- _WORK ORDER_:
Using the review of MoXaRt below, decide whether each statement agrees with it. Answer yes or no for each and quote the deciding words. 1. The user study involved 22 participants. 2. The paper comes with a code repository. 3. The system's processing latency is about 2 seconds.

- _SOURCE DOCUMENT_:
The methodology presented in MoXaRt is innovative, utilizing a cascaded architecture that combines audio-only separation with visual detection to enhance sound interaction in XR environments. The dual approach of coarse separation followed by refinement using visual cues is a novel integration that addresses the challenges of complex acoustic environments. However, the paper could benefit from a more detailed description of the algorithms used in the cascaded architecture and the specific techniques for visual detection and refinement.
The evaluation is robust, featuring a new dataset specifically designed for the study, which includes 30 one-minute recordings of concurrent speech and music. The user study with 22 participants provides empirical evidence of the system's effectiveness, demonstrating significant improvements in speech intelligibility and cognitive load reduction. The statistical significance of the results (p < 0.01 and p < 0.001) adds credibility to the findings, although further details on participant demographics and experimental controls would strengthen the evaluation.
The paper lacks sufficient implementation details that would allow for full reproducibility of the results. While the architecture is described, specific parameters, training procedures, and the dataset's characteristics are not thoroughly documented. Providing a code repository or supplementary materials would enhance reproducibility.
One limitation is the relatively small dataset size, which may affect the generalizability of the findings. Additionally, the system's performance in more diverse acoustic environments or with different types of sound sources has not been explored. The processing latency of ~2 seconds may also be a concern for real-time applications in XR.
The implications of MoXaRt are significant for the fields of XR and audio processing, as it addresses a critical challenge in creating immersive and socially engaging experiences. By improving speech intelligibility in complex environments, this research could enhance communication in various applications, from virtual meetings to gaming, thereby influencing user experience and interaction design in XR. MoXaRt presents a novel approach to audio-visual sound interaction in XR, significantly improving speech intelligibility and cognitive load management. The integration of visual cues with audio processing represents a meaningful advancement in the field, although further work is needed to enhance reproducibility and explore broader applications.

- _PROVIDED DATA_:
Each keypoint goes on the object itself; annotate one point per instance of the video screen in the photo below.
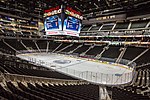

- _RESULT OF THE EXERCISE_:
1. Yes: "The user study with 22 participants provides empirical evidence of the system's effectiveness"
2. No: "Providing a code repository or supplementary materials would enhance reproducibility."
3. Yes: "The processing latency of ~2 seconds may also be a concern for real-time applications in XR."